* _EXCERTO DO TEXTO_

####################

Deste modo a participação das crianças no acto celebrativo-litúrgico da Missa
será favorecida ainda mais:
«As
crianças,[…] façam também, de modo proporcionado à idade e desenvolvimento
pessoal, a experiência concreta daqueles valores humanos que estão na base
da celebração eucarística, como sejam: a acção comunitária, a maneira de
saudar, a capacidade de escutar, de pedir perdão e de perdoar, a expressão de
um coração agradecido, a experiência de acções simbólicas, do banquete
fraterno, da celebração da festa» (DMC 9).
A
educação-formação nos valores humanos são fundamentais para a celebração
litúrgica porque a própria liturgia toma elementos da vida familiar e social
para levar a cabo os encontros celebrativos.
A
família, por um lado, e a comunidade eclesial, por outro, desempenham um papel
importante na vivência e celebração da fé das crianças. Assim se exprime
o Directório:
«A
comunidade cristã […] é a melhor escola de formação cristã e litúrgica para as
crianças que nela vivem» (DMC 11).
«A
família cristã desempenha o papel principal na aquisição destes valores humanos
e cristãos [por parte das crianças]» (DMC 10).

####################

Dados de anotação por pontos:
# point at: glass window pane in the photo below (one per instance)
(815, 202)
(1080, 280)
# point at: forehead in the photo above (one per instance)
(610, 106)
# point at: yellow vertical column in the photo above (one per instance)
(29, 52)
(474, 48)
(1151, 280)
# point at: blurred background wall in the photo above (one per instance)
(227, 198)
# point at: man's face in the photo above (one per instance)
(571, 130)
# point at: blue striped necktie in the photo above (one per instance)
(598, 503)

####################

* _TAREFAS_
• a. Responda às perguntas sobre o excerto acerca da participação das crianças na Missa:
(i) Que duas capacidades ligadas ao perdão figuram entre os valores humanos na base da celebração eucarística?
(ii) De onde toma elementos a própria liturgia para levar a cabo os encontros celebrativos?
(iii) Segundo a citação de DMC 11, qual é a melhor escola de formação cristã e litúrgica para as crianças?
• b. Reproduza o trecho do excerto sobre a participação das crianças na Missa entre "Deste modo a" e "os encontros celebrativos.", inclusive.
Os itens não servem para nada do que aqui se pede.

* _RESPOSTAS POR ORDEM_
• a.
(i) A capacidade de pedir perdão e a de perdoar.
(ii) Da vida familiar e social.
(iii) A comunidade cristã.

• b.
Deste modo a participação das crianças no acto celebrativo-litúrgico da Missa
será favorecida ainda mais:
«As
crianças,[…] façam também, de modo proporcionado à idade e desenvolvimento
pessoal, a experiência concreta daqueles valores humanos que estão na base
da celebração eucarística, como sejam: a acção comunitária, a maneira de
saudar, a capacidade de escutar, de pedir perdão e de perdoar, a expressão de
um coração agradecido, a experiência de acções simbólicas, do banquete
fraterno, da celebração da festa» (DMC 9).
A
educação-formação nos valores humanos são fundamentais para a celebração
litúrgica porque a própria liturgia toma elementos da vida familiar e social
para levar a cabo os encontros celebrativos.